Set task: In the listing below, find the line containing "Every instance of the utility". Write out that line and every line after it to the end, exactly and only those.

━━ Listing

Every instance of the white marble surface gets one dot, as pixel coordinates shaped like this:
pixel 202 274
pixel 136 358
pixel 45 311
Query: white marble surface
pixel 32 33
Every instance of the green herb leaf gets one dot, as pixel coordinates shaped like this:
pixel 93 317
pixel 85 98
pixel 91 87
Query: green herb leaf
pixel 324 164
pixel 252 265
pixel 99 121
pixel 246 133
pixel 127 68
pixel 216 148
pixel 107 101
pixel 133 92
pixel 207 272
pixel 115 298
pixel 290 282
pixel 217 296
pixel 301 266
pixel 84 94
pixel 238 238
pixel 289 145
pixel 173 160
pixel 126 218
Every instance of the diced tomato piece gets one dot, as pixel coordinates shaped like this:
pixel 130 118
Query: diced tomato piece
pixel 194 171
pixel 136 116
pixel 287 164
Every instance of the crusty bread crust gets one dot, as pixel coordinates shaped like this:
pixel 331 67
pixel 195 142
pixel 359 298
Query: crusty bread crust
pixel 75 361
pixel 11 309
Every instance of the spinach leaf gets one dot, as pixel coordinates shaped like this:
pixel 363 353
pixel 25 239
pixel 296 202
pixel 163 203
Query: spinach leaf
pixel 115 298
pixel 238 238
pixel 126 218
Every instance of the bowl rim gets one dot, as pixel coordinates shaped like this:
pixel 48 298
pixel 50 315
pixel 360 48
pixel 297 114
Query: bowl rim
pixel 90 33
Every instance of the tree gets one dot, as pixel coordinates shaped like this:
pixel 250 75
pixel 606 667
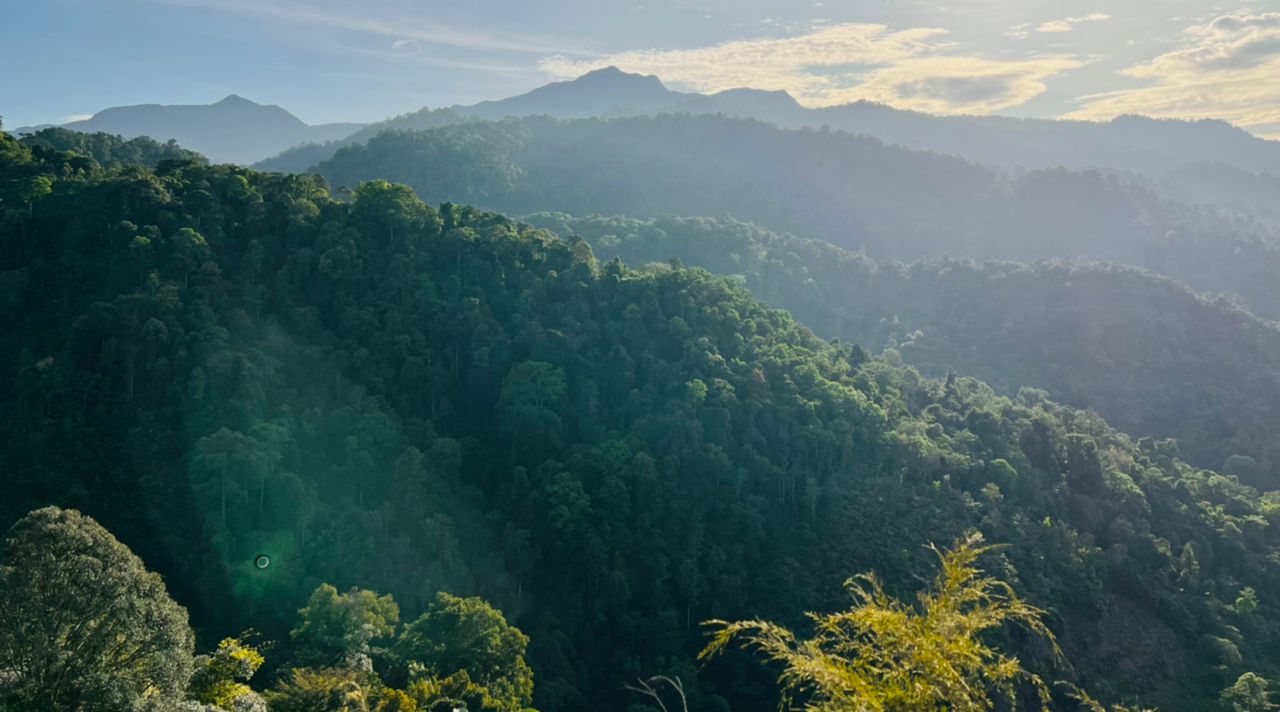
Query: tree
pixel 883 655
pixel 339 625
pixel 320 690
pixel 219 678
pixel 83 625
pixel 1248 694
pixel 470 635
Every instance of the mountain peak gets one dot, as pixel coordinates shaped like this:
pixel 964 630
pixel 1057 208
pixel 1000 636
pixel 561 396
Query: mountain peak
pixel 611 74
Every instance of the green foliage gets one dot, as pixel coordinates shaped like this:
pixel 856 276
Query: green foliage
pixel 1107 337
pixel 410 400
pixel 336 626
pixel 83 625
pixel 885 655
pixel 320 690
pixel 467 637
pixel 1248 694
pixel 220 678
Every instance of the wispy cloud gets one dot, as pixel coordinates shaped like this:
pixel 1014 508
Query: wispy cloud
pixel 1068 24
pixel 1225 69
pixel 397 28
pixel 914 68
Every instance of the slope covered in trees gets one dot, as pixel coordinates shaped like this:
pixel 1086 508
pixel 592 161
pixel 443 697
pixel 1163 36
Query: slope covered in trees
pixel 222 364
pixel 1194 161
pixel 1148 354
pixel 855 192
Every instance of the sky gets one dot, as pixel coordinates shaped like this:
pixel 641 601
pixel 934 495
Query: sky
pixel 329 60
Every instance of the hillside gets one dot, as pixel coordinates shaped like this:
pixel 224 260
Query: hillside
pixel 405 398
pixel 1185 159
pixel 1097 336
pixel 229 131
pixel 855 192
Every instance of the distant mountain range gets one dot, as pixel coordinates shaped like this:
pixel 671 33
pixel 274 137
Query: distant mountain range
pixel 1205 161
pixel 231 131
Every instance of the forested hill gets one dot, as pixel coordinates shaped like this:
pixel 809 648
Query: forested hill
pixel 1107 337
pixel 1194 161
pixel 851 191
pixel 218 364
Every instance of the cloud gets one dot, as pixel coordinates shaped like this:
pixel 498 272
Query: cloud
pixel 912 68
pixel 407 28
pixel 1068 24
pixel 1224 69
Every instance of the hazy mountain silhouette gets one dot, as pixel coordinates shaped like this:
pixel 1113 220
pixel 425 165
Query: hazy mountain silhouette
pixel 231 131
pixel 1182 158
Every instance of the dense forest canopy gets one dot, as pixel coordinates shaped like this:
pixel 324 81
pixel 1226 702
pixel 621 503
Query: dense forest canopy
pixel 219 364
pixel 1148 354
pixel 855 192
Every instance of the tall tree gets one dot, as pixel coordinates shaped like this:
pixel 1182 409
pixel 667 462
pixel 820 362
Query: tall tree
pixel 83 625
pixel 888 656
pixel 469 635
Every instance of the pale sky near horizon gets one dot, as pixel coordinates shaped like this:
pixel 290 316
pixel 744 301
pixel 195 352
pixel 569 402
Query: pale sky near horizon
pixel 329 60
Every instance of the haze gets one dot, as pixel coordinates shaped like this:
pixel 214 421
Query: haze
pixel 347 62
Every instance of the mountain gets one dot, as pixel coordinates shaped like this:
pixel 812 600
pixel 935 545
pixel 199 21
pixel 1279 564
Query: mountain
pixel 1096 336
pixel 229 131
pixel 1179 156
pixel 855 192
pixel 222 364
pixel 602 92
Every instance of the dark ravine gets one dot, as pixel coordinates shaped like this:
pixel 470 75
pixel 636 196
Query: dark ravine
pixel 216 360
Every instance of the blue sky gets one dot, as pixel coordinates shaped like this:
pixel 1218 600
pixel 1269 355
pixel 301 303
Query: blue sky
pixel 332 60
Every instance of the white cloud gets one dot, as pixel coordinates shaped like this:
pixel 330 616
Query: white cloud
pixel 912 68
pixel 408 28
pixel 1068 24
pixel 1226 69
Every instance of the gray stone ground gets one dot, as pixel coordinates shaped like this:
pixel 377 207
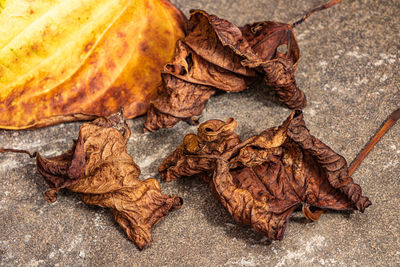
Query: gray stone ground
pixel 349 72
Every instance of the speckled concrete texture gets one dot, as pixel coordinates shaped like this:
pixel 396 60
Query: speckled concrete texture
pixel 350 73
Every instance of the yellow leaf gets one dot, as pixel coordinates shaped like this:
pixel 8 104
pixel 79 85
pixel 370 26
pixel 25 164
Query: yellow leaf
pixel 64 60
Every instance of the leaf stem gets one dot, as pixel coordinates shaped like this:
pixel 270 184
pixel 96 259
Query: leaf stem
pixel 386 126
pixel 5 150
pixel 309 13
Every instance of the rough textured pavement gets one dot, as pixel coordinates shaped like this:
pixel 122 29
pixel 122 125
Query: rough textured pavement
pixel 350 73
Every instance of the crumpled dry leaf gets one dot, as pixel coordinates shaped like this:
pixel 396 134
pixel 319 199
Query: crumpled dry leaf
pixel 99 168
pixel 216 54
pixel 72 60
pixel 262 180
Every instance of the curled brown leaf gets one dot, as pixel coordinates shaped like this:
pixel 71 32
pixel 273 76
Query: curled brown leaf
pixel 263 179
pixel 99 167
pixel 218 55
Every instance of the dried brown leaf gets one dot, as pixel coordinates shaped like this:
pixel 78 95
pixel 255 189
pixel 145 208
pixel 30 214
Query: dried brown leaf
pixel 262 180
pixel 217 55
pixel 99 168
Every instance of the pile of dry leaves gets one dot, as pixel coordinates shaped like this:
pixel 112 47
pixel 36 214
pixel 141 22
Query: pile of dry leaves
pixel 260 181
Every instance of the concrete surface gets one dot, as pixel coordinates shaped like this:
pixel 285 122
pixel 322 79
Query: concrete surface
pixel 350 74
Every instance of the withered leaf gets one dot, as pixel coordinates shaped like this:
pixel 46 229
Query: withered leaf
pixel 217 55
pixel 99 167
pixel 263 179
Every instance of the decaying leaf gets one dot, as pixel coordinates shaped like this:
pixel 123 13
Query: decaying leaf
pixel 262 180
pixel 69 60
pixel 99 167
pixel 217 55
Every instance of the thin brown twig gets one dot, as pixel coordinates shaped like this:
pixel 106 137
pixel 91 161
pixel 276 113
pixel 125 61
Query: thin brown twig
pixel 327 5
pixel 5 150
pixel 386 126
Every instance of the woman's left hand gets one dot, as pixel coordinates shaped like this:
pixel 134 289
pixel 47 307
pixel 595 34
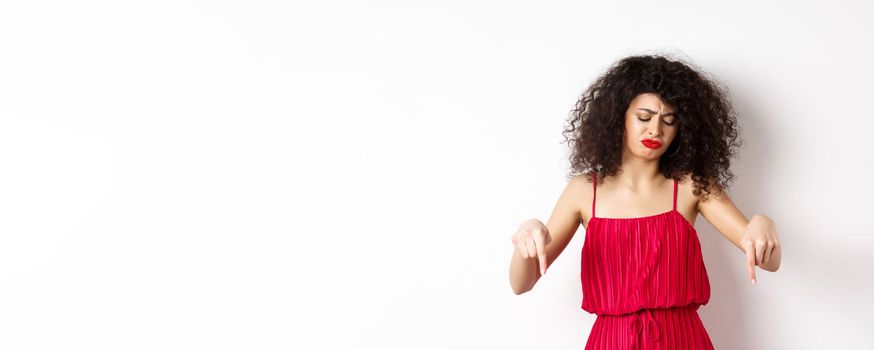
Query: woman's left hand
pixel 761 244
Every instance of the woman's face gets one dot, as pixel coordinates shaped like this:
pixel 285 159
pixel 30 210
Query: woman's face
pixel 650 126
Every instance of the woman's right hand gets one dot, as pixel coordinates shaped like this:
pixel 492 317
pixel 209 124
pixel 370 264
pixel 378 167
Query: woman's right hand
pixel 531 239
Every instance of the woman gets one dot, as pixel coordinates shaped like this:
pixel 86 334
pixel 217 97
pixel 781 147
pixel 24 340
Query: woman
pixel 651 142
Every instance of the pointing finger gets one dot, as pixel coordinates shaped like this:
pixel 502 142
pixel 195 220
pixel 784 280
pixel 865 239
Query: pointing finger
pixel 768 252
pixel 760 252
pixel 751 260
pixel 541 253
pixel 532 250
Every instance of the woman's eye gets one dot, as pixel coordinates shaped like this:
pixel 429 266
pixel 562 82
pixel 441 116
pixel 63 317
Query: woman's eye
pixel 672 122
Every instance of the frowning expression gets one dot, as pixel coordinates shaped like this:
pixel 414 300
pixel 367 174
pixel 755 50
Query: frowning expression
pixel 650 126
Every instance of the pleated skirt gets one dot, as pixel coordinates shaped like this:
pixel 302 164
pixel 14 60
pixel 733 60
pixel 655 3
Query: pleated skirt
pixel 650 329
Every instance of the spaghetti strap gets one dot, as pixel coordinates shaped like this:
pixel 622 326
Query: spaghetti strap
pixel 594 191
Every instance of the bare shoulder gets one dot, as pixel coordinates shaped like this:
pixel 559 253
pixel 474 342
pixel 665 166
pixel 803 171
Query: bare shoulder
pixel 582 185
pixel 687 201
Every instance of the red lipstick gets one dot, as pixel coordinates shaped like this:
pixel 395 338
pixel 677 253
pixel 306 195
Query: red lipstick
pixel 654 144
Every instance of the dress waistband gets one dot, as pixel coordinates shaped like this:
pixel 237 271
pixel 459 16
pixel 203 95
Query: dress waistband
pixel 643 324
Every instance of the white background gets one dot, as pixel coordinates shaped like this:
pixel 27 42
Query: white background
pixel 341 175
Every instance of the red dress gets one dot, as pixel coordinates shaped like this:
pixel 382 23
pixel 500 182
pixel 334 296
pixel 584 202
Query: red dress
pixel 645 279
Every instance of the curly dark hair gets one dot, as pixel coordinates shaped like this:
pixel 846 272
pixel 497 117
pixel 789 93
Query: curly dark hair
pixel 707 134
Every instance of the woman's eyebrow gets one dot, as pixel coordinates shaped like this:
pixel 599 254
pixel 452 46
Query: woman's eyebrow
pixel 653 112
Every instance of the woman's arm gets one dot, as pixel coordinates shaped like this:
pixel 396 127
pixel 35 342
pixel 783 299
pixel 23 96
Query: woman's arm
pixel 561 226
pixel 756 237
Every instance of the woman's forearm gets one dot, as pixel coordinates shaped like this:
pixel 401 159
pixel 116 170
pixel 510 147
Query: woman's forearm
pixel 524 273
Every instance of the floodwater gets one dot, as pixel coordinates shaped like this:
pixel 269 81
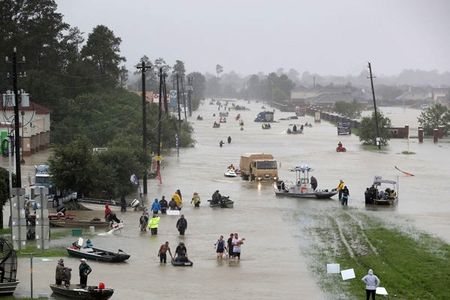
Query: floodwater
pixel 273 265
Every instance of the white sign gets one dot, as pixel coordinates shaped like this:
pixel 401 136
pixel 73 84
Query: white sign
pixel 381 291
pixel 348 274
pixel 333 268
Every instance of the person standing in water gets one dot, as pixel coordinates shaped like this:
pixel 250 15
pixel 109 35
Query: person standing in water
pixel 156 207
pixel 153 224
pixel 372 282
pixel 340 188
pixel 345 195
pixel 313 183
pixel 181 225
pixel 195 200
pixel 85 270
pixel 220 247
pixel 237 242
pixel 163 205
pixel 230 246
pixel 162 253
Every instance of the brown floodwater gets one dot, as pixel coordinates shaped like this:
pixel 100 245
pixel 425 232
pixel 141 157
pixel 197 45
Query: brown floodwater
pixel 273 265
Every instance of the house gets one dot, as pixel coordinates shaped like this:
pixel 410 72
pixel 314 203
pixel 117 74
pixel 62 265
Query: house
pixel 327 95
pixel 34 123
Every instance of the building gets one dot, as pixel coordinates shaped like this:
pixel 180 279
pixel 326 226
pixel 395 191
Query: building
pixel 34 123
pixel 327 95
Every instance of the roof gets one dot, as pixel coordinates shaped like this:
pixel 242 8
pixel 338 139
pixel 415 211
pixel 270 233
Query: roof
pixel 38 108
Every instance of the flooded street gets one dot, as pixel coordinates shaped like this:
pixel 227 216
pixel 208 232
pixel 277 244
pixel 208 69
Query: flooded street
pixel 273 264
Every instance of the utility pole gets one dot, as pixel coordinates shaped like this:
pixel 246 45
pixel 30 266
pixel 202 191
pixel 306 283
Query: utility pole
pixel 166 105
pixel 184 97
pixel 16 118
pixel 190 79
pixel 158 160
pixel 377 139
pixel 144 68
pixel 178 102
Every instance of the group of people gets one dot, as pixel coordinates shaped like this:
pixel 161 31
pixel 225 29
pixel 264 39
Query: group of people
pixel 221 143
pixel 372 193
pixel 63 273
pixel 180 253
pixel 110 216
pixel 233 246
pixel 343 193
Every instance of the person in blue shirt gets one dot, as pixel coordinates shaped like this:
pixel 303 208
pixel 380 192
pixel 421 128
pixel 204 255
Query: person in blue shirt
pixel 156 207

━━━━

Solved problem:
Every instance of the utility pole gets one dot, as pixel coordinates shaped like this:
pixel 246 45
pixel 30 266
pixel 202 191
pixel 306 283
Query: utility pole
pixel 166 105
pixel 184 97
pixel 16 118
pixel 190 79
pixel 158 160
pixel 377 139
pixel 144 68
pixel 178 102
Every instance of the group of people gets one dot, as pixel coordinates shaped like this:
pixel 161 31
pixel 225 29
pixel 264 39
Query: group of people
pixel 221 143
pixel 372 193
pixel 63 273
pixel 180 253
pixel 110 216
pixel 233 246
pixel 343 193
Every instance of the person in blue shirt gets one dot, as pixel coordinates shaped like this:
pixel 303 208
pixel 380 192
pixel 421 128
pixel 204 255
Query: person in blue shirt
pixel 156 207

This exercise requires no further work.